§ **EXCERPT PROVIDED**:
---+---
Figure 1. Doppler Ultrasonography Shows AVM in Uterus
Figure 2. Uterin AVM in Fundus Recognized by MRI
Figure 3. Angiographic Embolization of Uterine Artery
Figure 4. Right Uterine Artery Embolization
This paper has been performed according to patient’s informed consent.
Diagnosis of acquired uterine arteriovenous malformations as an iatrogenic injury following curettage of molar pregnancy is critical because it is associated with life-threatening vaginal hemorrhage. Uterine artery embolization is a successful treatment option. AVM often occurs in postmenopausal women, but our patient was 38-year old. In a systematic review of 85 AVM cases, the age of most of the patients was approximately 30 years. Mechanism of post-traumatic AVM is not clear although hormonal mechanism, eroding vessels after endometrium trauma, immunologic response, and increase of endothelial growth factor could lead to AVM. Presumably, Inability in regression of proliferated vascular structures of endothelial vessels occurs following molar pregnancy (
4). In a case report of uterine AVM after GTN, only 3 patients had an undetectable HCG level at the time of diagnosis. Due to termination of molar pregnancy in the last month, serum B-HCG of our patient was 8500 mLU/L, which was reasonable. The interval from curettage until onset of hemorrhage was 436 days (Ranging 1 to 6570 days). We observed an interval time of 30 days. Uterine artery angiography is a definitive gold standard diagnosis of AVM. This procedure is performed after suspected Doppler ultrasonography, computed tomography, and magnetic resonance imaging. Diagnosis of AVM in this study was performed with all the above modalities. The definitive treatment of uterine AVM is hysterectomy. In addition, coagulation of the uterine vessels and conservative therapy are recommended. Due to the spontaneous regress of AVM, medical therapy and expectant management of uterine AVM may be the possible treatments. Moreover, uterine artery embolization is an effective first-line therapeutic option with fertility preservation and avoids the complications of surgery and anesthesia. However, fertility impairment and unsuccessful pregnancy have been reported as complications of this procedure ( 5). In addition, incomplete embolization or difficult access to uterine artery may be associated with uncertain results. In this case, uterine artery embolization was successfully managed in our patient without any complications. 3.1. Conclusion
The diagnosis of AVM should be considered when an unexplained massive hemorrhage occurs after gestational trophoblastic disease. In the case of correct diagnosis, unnecessary surgery is avoided.
---+---
§ **DATA FOR REVIEW**:
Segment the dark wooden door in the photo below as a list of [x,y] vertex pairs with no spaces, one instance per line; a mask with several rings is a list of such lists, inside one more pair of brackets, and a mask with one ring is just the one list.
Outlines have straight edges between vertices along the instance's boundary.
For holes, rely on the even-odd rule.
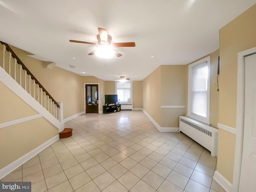
[[86,113],[99,113],[99,91],[98,85],[85,85]]

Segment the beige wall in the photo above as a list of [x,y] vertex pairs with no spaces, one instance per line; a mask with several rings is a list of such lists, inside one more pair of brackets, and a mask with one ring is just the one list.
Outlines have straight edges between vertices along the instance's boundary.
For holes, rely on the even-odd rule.
[[106,81],[105,82],[105,94],[116,94],[116,82]]
[[[219,31],[220,86],[219,121],[236,128],[238,53],[256,47],[256,4]],[[235,136],[219,132],[217,170],[232,183]]]
[[58,134],[43,117],[0,128],[0,169]]
[[64,119],[84,111],[82,76],[56,66],[44,68],[42,61],[20,49],[12,48],[54,100],[63,102]]
[[142,82],[132,82],[132,103],[134,108],[142,108]]
[[142,108],[161,126],[161,67],[142,81]]
[[[186,106],[187,95],[187,67],[162,65],[161,105]],[[186,114],[185,108],[161,108],[161,126],[179,127],[180,116]]]

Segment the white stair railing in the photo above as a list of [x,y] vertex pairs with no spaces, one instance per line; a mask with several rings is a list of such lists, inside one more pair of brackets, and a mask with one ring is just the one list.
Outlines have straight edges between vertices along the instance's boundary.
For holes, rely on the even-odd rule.
[[[34,77],[10,46],[3,42],[0,41],[0,42],[2,46],[0,49],[2,49],[3,50],[2,62],[0,66],[52,115],[60,121],[59,104]],[[6,63],[6,60],[8,60],[7,64]],[[18,69],[17,70],[17,69]],[[32,81],[32,84],[31,81]]]

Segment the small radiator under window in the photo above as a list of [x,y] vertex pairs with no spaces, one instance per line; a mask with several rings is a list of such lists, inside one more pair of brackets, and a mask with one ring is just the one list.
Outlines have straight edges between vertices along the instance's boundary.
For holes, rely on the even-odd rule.
[[120,103],[121,110],[133,110],[132,103]]
[[210,151],[212,156],[217,156],[218,129],[187,117],[181,116],[180,131]]

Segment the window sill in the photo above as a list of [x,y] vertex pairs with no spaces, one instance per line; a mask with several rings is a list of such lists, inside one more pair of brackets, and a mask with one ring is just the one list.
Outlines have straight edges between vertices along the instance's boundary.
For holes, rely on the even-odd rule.
[[198,121],[199,121],[199,122],[201,122],[202,123],[203,123],[204,124],[205,124],[206,125],[207,125],[209,126],[210,126],[210,125],[211,124],[211,123],[210,123],[210,122],[207,122],[206,121],[204,121],[203,120],[202,120],[202,119],[198,119],[198,118],[196,118],[196,117],[195,117],[194,116],[191,116],[191,115],[188,115],[188,114],[186,114],[186,117],[189,117],[190,118],[191,118],[191,119],[194,119],[194,120],[196,120]]

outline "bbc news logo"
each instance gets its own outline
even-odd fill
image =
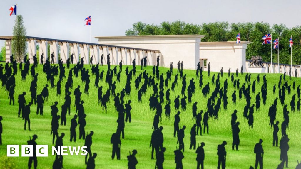
[[[19,156],[19,145],[8,145],[6,148],[8,157]],[[48,156],[48,145],[36,145],[36,154],[37,157]],[[51,155],[68,155],[69,151],[71,155],[78,155],[79,154],[85,155],[88,153],[86,149],[86,146],[58,146],[57,147],[52,146]],[[21,157],[33,157],[34,151],[33,145],[21,145]],[[80,153],[81,151],[82,152]]]

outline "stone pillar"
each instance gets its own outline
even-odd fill
[[[115,60],[114,56],[115,54],[114,54],[113,51],[114,48],[108,48],[109,52],[108,54],[110,54],[110,61],[111,62],[111,65],[113,65],[116,64],[116,60]]]
[[[76,43],[72,44],[73,47],[70,47],[71,49],[70,50],[70,54],[73,54],[73,63],[76,64],[80,60],[79,57],[79,46]]]
[[[136,54],[137,54],[136,52],[137,51],[136,50],[134,49],[133,50],[133,53],[134,53],[134,58],[135,59],[135,60],[136,60],[136,63],[137,63],[137,59],[136,58]],[[138,60],[138,63],[139,63],[139,64],[140,64],[140,60]],[[136,64],[137,65],[137,64]]]
[[[61,46],[61,58],[64,63],[67,62],[67,60],[69,58],[69,44],[63,42],[60,45]]]
[[[152,65],[155,65],[157,63],[157,53],[155,52],[152,51],[151,52],[151,62]],[[161,60],[161,58],[160,58]],[[161,63],[160,63],[161,65]]]
[[[108,54],[109,54],[110,53],[110,50],[109,49],[109,47],[108,47],[107,46],[106,47],[106,55],[104,55],[104,57],[105,58],[106,58],[106,63],[107,63],[107,62],[108,62],[109,61],[110,61],[110,62],[111,62],[111,63],[110,63],[110,64],[111,64],[111,65],[112,65],[112,56],[111,56],[110,55],[110,60],[107,60],[107,55],[108,55]]]
[[[126,65],[128,65],[128,50],[126,48],[124,49],[124,52],[126,54]]]
[[[5,41],[5,61],[6,62],[10,61],[10,57],[11,55],[11,41]],[[23,57],[24,56],[22,56],[22,59],[23,60]]]
[[[58,63],[58,43],[56,41],[52,42],[50,45],[50,57],[49,60],[51,62],[51,54],[54,52],[54,61],[55,64]]]
[[[39,54],[40,56],[39,56],[42,55],[42,54],[44,54],[43,55],[44,58],[43,59],[43,61],[44,63],[48,58],[48,42],[46,41],[42,40],[40,42],[40,50],[39,51]],[[39,58],[41,58],[41,57],[40,57]],[[40,63],[41,60],[39,60],[39,63]]]
[[[102,54],[103,55],[102,57],[104,58],[104,59],[102,60],[103,64],[104,65],[107,63],[106,62],[106,60],[107,60],[107,55],[104,52],[105,51],[105,50],[104,49],[104,48],[105,47],[103,46],[99,46],[98,47],[99,48],[99,54],[98,54],[99,57],[98,57],[98,58],[99,59],[99,62],[100,65],[100,62],[101,61],[101,56]]]
[[[118,48],[115,48],[115,51],[116,51],[116,64],[118,65],[119,64],[119,62],[118,61]]]
[[[28,58],[31,64],[33,63],[33,56],[37,53],[37,41],[30,39],[28,43]]]
[[[89,45],[83,44],[80,47],[80,59],[84,58],[84,64],[88,64],[90,60],[90,50]]]
[[[99,48],[97,46],[91,46],[90,47],[90,55],[93,56],[92,62],[93,64],[96,64],[99,62]]]
[[[132,50],[129,49],[129,65],[133,65],[132,63],[133,62],[133,60],[134,60],[134,59],[133,58],[132,55]],[[137,61],[136,61],[136,63],[137,63]]]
---+---
§ **PROBLEM DETAILS**: In the text on uterine arteriovenous malformations, which procedure is called the definitive gold standard for diagnosing AVM? The lines have no role in this exercise.

§ **ANSWER TO THIS PROBLEM**: Uterine artery angiography.